Given instruction |
Reproduce every line of the records below as a numbered list, omitting any blank lines.

Raw data |
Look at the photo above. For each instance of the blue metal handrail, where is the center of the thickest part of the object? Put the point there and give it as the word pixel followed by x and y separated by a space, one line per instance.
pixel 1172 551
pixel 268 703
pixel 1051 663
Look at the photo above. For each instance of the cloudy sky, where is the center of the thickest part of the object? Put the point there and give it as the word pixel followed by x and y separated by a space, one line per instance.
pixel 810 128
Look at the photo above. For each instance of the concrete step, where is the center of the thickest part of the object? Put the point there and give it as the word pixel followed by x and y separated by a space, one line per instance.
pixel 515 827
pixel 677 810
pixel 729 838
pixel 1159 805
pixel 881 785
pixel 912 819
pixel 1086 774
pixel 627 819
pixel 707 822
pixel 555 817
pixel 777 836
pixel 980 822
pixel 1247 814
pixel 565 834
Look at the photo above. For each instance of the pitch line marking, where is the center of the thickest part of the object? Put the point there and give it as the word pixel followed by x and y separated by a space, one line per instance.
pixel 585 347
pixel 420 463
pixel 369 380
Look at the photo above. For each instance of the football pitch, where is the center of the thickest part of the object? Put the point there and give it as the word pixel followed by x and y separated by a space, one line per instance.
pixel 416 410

Task output |
1. Look at the photo above. For each instance of the blue metal handrail, where is the center of the thickest part of the object? Put the point there and give it as the word pixel followed by x and y separated by a space, one line per instance.
2. pixel 1172 551
3. pixel 268 703
4. pixel 1051 663
5. Look at the photo above. For each instance of the cloudy sky, where is the center of the thickest part of the object? Put the point there and give it as the word pixel followed by x and y separated by a space, one line per instance.
6. pixel 810 128
7. Look at the photo above. For each instance of the concrete step, where is the center of the thickest part of the object? Put the point there and give it as the word pixel followed by x and y separated by a space, one line per instance.
8. pixel 515 827
9. pixel 677 810
10. pixel 729 838
11. pixel 1159 805
12. pixel 881 785
13. pixel 912 819
14. pixel 1086 774
15. pixel 627 819
16. pixel 707 822
17. pixel 555 817
18. pixel 777 836
19. pixel 980 822
20. pixel 1247 814
21. pixel 565 834
22. Look at the photo above. For each instance of the pitch line marking, where is the center of the thickest part of the object? Put the point there and give it as the word pixel followed by x and y separated by a space, one line per instance.
23. pixel 585 347
24. pixel 420 463
25. pixel 369 380
26. Look at the photo above. For each instance of the football pitch, where is the center of the thickest part of the object? Put the point there and give it as the word pixel followed by x and y separated by a space, one line per instance.
27. pixel 416 410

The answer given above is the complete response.